EXERCISE DATA ▸
▼

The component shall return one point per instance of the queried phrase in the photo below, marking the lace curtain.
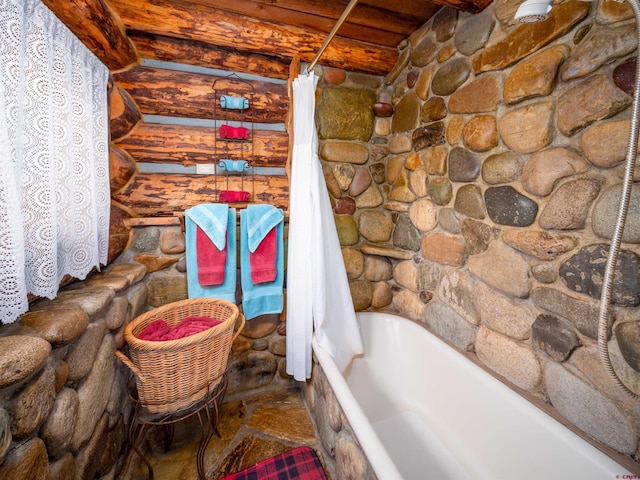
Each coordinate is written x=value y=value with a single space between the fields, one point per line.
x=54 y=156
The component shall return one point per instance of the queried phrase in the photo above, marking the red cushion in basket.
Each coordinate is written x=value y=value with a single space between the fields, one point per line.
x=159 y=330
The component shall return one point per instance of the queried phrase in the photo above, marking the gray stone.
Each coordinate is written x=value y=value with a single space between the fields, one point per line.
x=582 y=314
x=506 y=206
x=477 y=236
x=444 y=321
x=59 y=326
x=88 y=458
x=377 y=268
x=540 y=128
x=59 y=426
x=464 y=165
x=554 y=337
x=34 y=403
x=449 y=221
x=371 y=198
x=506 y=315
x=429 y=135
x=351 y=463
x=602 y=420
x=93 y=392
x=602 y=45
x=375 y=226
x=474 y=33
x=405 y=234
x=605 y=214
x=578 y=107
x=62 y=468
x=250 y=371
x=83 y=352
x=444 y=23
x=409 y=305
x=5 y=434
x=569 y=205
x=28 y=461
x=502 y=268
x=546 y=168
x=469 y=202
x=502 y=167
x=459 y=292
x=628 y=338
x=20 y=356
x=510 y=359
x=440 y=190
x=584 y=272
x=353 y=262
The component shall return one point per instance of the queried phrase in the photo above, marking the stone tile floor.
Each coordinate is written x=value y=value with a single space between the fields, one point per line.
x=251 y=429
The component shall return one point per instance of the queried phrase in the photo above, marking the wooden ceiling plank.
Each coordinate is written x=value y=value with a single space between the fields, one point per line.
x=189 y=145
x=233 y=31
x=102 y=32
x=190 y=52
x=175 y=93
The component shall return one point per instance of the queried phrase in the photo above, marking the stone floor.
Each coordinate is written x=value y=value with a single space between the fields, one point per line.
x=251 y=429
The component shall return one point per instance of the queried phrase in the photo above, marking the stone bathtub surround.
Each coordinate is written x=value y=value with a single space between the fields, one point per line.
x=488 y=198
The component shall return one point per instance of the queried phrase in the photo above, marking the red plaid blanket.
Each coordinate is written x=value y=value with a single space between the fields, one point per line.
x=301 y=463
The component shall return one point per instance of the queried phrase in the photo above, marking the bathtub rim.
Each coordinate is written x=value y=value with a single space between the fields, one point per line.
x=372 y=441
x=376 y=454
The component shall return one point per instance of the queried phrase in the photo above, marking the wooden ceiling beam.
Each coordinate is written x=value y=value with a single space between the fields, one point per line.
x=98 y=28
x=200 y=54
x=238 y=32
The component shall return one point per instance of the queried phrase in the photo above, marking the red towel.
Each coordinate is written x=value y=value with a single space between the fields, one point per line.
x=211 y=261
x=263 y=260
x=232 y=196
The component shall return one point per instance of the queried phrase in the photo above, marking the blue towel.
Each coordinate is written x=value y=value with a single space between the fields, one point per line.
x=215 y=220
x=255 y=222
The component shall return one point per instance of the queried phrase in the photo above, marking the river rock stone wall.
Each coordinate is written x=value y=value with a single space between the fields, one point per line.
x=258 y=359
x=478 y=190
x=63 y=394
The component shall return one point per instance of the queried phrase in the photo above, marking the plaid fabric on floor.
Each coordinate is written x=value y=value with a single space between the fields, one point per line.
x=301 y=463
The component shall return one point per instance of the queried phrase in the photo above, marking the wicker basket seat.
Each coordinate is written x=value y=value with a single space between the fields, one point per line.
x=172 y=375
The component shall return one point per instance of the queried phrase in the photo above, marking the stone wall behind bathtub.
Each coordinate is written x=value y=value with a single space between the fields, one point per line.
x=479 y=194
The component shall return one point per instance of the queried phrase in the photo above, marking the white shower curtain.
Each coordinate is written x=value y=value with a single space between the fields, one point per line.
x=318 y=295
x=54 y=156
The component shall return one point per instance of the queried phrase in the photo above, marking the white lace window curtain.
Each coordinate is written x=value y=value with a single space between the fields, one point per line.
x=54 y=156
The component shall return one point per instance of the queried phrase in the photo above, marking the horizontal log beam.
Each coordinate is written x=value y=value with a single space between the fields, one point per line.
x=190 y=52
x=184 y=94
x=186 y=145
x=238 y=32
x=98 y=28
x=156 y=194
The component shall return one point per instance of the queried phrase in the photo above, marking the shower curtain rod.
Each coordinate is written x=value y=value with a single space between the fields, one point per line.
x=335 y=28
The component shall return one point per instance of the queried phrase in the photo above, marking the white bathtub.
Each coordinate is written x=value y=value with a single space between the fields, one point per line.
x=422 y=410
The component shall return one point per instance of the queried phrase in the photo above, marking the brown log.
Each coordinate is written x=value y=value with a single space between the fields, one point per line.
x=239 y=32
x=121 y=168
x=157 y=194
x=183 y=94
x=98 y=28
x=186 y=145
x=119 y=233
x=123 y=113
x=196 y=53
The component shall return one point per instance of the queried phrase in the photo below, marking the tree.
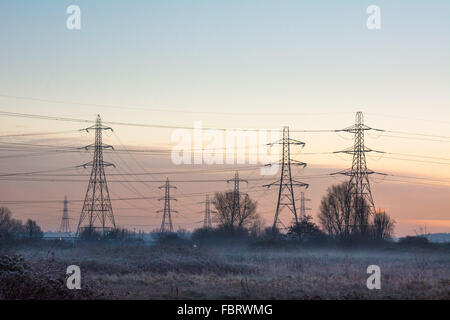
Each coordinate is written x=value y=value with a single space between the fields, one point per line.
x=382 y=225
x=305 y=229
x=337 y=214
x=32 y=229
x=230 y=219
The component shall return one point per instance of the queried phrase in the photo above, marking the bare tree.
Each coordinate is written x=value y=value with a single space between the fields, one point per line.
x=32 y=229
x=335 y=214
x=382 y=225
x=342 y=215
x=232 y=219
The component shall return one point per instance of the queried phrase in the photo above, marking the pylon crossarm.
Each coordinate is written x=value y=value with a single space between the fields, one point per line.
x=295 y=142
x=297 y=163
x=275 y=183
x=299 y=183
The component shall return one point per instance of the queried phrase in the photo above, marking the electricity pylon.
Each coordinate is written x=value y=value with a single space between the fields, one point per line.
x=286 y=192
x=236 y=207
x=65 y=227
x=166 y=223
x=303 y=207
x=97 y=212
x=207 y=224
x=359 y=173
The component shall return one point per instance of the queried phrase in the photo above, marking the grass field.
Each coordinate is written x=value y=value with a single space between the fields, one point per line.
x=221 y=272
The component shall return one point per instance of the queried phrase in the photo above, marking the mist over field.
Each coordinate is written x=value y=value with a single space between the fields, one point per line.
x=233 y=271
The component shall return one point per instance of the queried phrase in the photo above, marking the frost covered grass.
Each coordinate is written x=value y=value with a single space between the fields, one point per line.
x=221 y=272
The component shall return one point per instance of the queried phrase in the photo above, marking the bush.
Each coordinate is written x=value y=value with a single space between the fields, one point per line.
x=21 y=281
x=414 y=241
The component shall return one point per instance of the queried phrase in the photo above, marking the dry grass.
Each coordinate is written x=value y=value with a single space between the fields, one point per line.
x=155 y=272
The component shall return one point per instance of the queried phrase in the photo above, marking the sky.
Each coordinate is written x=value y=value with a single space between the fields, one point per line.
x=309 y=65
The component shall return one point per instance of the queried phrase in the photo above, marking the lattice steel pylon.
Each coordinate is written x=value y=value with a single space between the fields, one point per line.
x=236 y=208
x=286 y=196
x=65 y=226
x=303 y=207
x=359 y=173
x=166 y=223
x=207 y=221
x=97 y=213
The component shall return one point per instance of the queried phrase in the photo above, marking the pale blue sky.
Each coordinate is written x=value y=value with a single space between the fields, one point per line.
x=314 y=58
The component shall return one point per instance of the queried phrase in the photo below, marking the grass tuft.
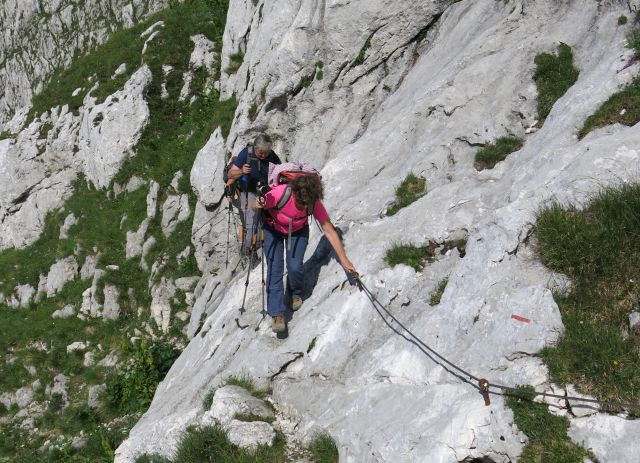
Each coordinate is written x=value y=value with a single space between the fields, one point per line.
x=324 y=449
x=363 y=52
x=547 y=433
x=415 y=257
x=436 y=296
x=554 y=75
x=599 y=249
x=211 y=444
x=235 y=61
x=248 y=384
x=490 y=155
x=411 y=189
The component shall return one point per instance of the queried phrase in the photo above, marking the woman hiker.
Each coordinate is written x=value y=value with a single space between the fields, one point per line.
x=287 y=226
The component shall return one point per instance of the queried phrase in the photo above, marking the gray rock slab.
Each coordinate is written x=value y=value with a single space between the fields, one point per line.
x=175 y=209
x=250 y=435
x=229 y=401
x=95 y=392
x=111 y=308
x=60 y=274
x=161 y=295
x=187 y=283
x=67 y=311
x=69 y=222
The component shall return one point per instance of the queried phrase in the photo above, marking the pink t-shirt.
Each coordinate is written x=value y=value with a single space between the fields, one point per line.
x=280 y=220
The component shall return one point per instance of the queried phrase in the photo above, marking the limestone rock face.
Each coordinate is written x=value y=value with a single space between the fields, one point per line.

▲

WORK TASK ▸
Look through the entries above and quote exactly the lines from the line with "lace window curtain." to the line with "the brown log.", counting both of those lines.

YOUR SOLUTION ▸
The component shall return one point per instance of the queried phrase in the photo above, marking the white lace window curtain.
Each coordinate is written x=value y=value with a single space between the fields, one point per line.
x=54 y=156
The component shall return one point per instance of the queried phrase in the photo above, marking the horizontal log beam.
Each coordinate is written x=value y=value with a single space between the fields, one point per line.
x=190 y=52
x=184 y=94
x=186 y=145
x=238 y=32
x=98 y=28
x=156 y=194
The component shall return one point per instance of the queried phrase in the photo above, marking the shower curtain rod.
Each coordinate is written x=value y=value with a single space between the fields, one point per line.
x=335 y=28
The component shall return one point per instance of the queried phrase in the photo above, marking the white bathtub.
Each coordinate is written x=value y=value with a single space between the fields, one point per line.
x=422 y=410
The component shall return one point per instance of the queried phrase in the photo above, marking the brown log.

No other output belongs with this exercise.